** Records to use follows **

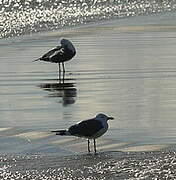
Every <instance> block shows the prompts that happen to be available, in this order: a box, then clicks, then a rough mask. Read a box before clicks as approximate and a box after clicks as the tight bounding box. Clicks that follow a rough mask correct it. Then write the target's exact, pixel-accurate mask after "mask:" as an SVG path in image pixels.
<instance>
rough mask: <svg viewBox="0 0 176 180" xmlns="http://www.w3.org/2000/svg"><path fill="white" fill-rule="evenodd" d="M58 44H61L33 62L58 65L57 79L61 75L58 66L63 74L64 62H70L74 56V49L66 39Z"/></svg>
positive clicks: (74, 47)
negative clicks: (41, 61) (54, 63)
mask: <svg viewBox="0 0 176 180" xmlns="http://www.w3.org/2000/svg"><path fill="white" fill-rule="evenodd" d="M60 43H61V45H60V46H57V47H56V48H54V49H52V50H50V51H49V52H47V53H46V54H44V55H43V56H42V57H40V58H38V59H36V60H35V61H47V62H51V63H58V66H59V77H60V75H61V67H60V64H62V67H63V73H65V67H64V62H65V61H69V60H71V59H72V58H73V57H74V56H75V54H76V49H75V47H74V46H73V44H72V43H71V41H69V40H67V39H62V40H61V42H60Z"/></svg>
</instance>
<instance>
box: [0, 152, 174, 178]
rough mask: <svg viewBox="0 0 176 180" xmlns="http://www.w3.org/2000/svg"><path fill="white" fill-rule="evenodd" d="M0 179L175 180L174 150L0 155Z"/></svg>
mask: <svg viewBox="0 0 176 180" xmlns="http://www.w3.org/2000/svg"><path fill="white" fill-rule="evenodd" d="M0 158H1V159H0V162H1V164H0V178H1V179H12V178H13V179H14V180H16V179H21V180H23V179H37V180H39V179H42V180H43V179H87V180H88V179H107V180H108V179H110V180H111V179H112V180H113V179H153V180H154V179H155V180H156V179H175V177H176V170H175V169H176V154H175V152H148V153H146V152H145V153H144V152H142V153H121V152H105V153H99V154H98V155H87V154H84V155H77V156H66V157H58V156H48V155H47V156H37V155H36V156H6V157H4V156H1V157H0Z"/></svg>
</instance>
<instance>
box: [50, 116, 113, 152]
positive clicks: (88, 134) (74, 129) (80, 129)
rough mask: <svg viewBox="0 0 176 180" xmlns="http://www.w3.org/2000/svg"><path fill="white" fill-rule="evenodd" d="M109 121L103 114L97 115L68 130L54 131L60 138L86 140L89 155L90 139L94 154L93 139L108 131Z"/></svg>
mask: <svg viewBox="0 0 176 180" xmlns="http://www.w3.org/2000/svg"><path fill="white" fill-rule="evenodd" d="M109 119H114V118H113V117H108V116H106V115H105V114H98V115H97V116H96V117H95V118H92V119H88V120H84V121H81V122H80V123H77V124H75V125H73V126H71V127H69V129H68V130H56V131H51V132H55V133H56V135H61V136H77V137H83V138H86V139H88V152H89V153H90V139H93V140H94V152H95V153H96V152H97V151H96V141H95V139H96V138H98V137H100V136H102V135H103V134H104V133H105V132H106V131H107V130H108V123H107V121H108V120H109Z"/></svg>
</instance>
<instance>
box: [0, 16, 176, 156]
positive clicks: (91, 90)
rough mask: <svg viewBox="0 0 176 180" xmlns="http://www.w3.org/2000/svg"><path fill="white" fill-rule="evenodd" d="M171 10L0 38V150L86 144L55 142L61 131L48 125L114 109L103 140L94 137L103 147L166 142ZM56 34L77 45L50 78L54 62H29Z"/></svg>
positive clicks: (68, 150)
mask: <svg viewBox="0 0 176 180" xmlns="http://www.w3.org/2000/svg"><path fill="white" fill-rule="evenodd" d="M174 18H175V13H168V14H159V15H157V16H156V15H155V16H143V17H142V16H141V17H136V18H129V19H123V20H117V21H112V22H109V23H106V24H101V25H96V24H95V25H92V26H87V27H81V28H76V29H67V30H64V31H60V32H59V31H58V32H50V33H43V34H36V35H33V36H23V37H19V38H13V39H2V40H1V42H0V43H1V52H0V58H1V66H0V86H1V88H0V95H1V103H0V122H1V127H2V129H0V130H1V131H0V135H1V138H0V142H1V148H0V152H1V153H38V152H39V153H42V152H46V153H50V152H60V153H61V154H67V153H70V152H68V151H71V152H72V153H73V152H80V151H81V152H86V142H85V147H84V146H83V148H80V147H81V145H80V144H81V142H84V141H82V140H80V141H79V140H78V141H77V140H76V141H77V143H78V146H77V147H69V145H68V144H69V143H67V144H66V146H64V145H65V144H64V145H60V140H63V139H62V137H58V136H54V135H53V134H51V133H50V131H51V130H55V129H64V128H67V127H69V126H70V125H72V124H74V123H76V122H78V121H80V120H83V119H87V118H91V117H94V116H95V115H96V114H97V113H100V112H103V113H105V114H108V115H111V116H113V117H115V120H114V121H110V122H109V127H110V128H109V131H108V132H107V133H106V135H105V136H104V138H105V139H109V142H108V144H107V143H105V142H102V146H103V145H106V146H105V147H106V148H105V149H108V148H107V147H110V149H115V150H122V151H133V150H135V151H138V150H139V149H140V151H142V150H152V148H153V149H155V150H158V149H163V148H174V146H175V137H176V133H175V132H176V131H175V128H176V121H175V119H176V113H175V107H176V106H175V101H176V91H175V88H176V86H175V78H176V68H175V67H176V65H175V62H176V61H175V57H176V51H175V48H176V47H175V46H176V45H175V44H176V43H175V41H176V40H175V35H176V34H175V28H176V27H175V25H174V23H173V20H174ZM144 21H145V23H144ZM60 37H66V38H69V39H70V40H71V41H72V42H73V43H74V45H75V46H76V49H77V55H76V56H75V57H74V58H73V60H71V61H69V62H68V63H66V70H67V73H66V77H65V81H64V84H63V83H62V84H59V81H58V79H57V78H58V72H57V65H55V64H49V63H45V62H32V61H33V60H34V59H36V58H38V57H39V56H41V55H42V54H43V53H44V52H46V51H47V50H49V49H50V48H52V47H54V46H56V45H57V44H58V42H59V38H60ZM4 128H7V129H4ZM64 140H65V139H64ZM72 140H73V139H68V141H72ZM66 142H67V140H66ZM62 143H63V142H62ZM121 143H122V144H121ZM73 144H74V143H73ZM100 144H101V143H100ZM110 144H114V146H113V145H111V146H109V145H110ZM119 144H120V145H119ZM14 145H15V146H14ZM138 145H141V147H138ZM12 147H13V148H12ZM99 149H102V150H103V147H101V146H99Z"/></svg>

** End of Records to use **
** Records to use follows **

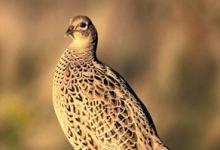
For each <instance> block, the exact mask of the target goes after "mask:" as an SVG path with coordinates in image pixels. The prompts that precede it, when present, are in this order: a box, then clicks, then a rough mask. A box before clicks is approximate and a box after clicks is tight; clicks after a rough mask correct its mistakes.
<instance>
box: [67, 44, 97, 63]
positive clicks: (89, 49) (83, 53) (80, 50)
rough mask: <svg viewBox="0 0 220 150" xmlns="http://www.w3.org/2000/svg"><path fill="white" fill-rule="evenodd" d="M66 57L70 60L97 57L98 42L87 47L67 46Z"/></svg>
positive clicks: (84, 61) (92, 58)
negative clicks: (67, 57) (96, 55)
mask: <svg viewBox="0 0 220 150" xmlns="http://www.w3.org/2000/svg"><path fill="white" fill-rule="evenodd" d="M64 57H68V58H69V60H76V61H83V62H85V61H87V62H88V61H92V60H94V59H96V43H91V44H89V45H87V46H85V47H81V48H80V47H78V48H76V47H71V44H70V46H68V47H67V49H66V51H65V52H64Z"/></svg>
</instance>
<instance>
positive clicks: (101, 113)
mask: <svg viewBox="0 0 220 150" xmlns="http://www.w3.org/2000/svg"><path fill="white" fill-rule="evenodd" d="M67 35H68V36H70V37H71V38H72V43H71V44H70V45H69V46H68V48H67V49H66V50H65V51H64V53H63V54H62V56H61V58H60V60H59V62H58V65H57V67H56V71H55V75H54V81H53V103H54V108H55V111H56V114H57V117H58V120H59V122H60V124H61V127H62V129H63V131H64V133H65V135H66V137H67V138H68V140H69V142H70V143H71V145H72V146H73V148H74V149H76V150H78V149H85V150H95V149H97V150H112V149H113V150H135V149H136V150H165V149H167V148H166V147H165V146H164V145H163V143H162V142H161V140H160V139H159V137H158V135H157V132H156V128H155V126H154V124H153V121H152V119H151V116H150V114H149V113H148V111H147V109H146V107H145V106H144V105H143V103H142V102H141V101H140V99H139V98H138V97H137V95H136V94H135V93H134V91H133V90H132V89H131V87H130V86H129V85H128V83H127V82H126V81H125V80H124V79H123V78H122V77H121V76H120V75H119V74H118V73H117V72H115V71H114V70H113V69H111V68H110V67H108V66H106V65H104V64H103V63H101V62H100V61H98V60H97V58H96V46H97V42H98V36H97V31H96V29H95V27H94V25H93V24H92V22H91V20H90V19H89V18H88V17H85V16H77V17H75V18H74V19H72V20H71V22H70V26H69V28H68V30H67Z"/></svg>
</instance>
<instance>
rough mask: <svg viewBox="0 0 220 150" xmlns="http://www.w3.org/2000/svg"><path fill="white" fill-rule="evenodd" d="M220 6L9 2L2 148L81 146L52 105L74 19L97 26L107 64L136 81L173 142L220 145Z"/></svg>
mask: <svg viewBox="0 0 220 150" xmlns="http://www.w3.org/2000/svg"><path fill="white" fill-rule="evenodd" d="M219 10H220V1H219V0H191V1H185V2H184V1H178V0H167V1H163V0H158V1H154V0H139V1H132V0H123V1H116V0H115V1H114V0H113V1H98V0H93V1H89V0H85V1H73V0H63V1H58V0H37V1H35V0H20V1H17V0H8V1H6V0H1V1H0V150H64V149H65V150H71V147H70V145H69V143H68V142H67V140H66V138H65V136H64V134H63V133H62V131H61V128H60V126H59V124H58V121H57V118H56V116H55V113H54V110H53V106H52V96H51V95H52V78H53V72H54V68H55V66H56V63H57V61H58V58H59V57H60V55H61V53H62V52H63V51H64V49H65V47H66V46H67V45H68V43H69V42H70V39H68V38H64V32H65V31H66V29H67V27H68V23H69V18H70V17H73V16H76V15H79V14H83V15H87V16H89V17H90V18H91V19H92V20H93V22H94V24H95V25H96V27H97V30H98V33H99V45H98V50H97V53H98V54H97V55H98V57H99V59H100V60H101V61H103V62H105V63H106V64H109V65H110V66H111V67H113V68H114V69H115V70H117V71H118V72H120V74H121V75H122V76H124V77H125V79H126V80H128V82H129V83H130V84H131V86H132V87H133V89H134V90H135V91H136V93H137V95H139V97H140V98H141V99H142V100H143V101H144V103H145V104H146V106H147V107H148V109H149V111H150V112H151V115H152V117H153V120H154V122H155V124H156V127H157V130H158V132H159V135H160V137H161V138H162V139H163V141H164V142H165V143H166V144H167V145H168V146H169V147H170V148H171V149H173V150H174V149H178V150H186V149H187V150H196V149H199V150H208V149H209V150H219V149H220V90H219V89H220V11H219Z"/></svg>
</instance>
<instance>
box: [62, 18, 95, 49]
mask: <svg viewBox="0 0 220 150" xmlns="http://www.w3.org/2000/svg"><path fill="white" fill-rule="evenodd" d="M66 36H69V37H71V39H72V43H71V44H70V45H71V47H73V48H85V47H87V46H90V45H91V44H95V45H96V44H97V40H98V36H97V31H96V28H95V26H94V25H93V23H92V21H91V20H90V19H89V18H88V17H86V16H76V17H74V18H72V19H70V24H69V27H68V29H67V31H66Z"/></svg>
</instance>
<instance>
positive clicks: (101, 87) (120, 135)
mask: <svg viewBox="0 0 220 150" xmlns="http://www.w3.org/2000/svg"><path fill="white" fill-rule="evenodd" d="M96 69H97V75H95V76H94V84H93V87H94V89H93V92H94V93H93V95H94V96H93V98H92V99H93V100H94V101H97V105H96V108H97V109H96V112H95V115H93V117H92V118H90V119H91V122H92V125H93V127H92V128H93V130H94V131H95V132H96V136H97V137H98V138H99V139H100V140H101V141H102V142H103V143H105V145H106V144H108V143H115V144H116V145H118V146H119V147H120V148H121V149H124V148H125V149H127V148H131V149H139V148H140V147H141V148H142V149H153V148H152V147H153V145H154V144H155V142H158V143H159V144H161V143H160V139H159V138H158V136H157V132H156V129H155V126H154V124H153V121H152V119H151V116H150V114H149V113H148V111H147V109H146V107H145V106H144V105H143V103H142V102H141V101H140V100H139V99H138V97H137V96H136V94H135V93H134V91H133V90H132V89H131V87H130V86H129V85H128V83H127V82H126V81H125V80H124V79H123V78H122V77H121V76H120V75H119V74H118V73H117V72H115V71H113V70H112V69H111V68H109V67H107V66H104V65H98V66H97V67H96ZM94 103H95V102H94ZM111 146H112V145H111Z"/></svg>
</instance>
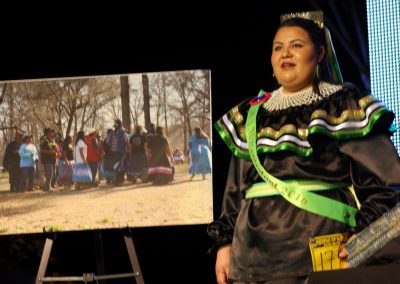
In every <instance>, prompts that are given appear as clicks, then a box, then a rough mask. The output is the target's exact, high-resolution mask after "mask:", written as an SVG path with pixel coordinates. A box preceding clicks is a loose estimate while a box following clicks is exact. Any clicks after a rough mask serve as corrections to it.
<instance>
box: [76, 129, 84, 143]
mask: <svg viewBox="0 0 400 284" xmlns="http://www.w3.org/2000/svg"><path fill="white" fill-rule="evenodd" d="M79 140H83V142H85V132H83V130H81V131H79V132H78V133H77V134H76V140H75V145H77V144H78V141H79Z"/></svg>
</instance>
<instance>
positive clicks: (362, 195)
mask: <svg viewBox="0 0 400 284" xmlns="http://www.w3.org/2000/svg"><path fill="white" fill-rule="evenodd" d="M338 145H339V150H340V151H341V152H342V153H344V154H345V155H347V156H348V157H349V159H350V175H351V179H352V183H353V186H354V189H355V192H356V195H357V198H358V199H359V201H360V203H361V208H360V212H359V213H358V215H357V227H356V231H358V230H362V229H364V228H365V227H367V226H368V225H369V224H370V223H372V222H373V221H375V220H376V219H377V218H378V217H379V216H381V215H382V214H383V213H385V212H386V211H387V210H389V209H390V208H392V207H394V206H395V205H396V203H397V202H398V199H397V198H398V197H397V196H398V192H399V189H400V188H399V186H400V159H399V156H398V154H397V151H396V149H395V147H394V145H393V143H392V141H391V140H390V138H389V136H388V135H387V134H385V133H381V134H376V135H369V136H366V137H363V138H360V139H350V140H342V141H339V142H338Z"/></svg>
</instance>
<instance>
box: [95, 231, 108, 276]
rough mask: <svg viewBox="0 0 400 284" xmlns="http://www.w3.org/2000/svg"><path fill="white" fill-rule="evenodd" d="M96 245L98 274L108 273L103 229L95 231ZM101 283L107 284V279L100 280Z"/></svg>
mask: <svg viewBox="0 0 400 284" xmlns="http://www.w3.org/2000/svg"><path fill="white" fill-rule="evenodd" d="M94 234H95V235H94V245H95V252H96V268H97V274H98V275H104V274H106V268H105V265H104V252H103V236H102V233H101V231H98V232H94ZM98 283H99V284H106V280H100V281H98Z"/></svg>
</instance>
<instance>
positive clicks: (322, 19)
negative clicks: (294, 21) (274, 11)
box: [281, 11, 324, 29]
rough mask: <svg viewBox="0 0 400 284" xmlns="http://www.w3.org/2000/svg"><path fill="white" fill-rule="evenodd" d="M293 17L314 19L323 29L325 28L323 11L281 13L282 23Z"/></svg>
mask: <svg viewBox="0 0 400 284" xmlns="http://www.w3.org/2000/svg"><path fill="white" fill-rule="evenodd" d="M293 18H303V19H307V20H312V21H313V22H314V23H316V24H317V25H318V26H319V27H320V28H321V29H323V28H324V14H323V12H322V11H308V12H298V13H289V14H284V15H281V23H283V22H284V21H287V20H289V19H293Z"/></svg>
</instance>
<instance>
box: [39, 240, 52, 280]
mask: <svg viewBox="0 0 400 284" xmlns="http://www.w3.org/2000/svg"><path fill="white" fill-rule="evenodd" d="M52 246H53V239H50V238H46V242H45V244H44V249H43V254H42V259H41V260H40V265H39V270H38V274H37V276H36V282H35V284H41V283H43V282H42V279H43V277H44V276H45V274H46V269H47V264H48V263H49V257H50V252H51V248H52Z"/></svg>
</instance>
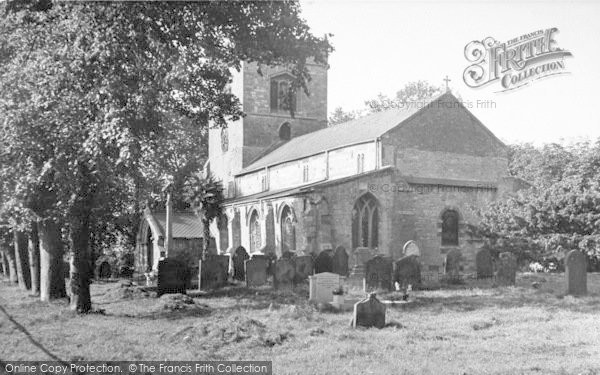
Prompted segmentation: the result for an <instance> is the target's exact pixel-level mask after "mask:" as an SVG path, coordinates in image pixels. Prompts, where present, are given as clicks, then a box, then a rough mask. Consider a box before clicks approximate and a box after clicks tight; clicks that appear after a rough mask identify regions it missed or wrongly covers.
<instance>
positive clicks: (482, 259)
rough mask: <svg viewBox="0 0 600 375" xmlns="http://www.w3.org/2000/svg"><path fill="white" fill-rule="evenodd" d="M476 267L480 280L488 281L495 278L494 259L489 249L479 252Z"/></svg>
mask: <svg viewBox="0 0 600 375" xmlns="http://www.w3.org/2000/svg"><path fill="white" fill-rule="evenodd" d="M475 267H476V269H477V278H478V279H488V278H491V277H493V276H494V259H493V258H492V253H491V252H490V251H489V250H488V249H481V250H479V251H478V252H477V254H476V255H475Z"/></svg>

** End of Records to use **
** Records to use follows **

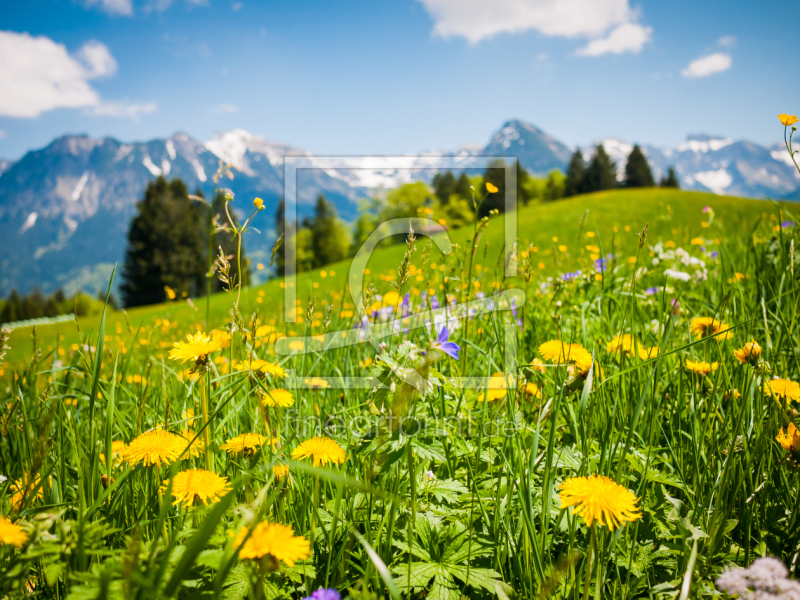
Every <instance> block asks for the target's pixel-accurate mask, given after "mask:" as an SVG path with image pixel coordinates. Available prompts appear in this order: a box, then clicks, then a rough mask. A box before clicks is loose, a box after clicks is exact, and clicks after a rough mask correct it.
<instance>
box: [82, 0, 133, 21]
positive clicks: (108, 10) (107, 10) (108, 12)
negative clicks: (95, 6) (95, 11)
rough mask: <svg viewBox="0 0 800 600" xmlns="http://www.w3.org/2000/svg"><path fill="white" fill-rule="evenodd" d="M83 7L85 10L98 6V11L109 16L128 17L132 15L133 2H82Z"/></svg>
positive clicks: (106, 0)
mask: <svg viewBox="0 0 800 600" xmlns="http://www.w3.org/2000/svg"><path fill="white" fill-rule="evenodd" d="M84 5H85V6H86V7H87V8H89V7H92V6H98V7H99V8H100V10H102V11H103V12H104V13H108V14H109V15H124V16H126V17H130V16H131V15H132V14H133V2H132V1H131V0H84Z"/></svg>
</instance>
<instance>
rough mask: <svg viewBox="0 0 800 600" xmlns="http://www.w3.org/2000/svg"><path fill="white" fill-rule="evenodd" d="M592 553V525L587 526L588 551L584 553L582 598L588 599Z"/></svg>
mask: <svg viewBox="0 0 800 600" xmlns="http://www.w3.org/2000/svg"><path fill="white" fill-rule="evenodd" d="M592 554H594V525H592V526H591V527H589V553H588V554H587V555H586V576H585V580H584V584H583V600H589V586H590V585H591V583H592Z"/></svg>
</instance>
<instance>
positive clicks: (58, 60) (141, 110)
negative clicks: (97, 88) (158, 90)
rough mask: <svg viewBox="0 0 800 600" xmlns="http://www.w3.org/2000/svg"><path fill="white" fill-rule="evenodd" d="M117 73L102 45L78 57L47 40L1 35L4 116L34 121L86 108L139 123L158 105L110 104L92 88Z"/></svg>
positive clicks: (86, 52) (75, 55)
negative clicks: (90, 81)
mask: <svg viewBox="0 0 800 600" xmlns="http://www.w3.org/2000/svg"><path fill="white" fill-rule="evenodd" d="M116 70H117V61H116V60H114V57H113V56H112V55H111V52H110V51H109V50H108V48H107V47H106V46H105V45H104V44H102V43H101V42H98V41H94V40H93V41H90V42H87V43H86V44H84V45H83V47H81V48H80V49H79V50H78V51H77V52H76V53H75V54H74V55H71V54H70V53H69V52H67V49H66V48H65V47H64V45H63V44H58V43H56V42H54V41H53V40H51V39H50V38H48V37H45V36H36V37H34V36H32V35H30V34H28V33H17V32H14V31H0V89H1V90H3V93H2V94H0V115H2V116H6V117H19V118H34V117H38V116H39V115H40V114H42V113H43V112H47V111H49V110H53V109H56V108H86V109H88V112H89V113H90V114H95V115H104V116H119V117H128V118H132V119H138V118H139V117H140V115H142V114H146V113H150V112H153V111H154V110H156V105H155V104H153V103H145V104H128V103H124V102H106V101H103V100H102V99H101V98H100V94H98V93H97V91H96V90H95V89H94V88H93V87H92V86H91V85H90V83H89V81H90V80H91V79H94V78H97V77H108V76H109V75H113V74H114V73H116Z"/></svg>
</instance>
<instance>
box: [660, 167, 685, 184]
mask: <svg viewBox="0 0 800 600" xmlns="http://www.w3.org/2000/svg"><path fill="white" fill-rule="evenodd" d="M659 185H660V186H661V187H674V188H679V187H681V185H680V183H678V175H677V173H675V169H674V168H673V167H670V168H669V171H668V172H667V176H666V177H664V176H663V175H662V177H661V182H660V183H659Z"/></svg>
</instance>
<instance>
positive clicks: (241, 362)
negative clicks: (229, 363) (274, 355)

** End of Records to use **

■ Task to carry out
Within the records, filter for lines that contain the word "loose" and show each one.

■ Task response
In every <instance>, prompts that are given appear as clicks, then a box, then a rough mask. The output is the target's exact, high-resolution mask after "mask:", written as an SVG path with pixel coordinates. A box preceding clicks is a loose estimate while a box following clicks is exact. Any clicks after a rough mask serve as corrections to it.
Every <instance> block asks for the target's pixel-accurate mask, given after "mask:" as an SVG path with image pixel coordinates. Available prompts appear in this order: a box, then clicks, then a rough mask. A box before clicks is loose, a box after clicks is exact, and clicks after a rough mask correct it.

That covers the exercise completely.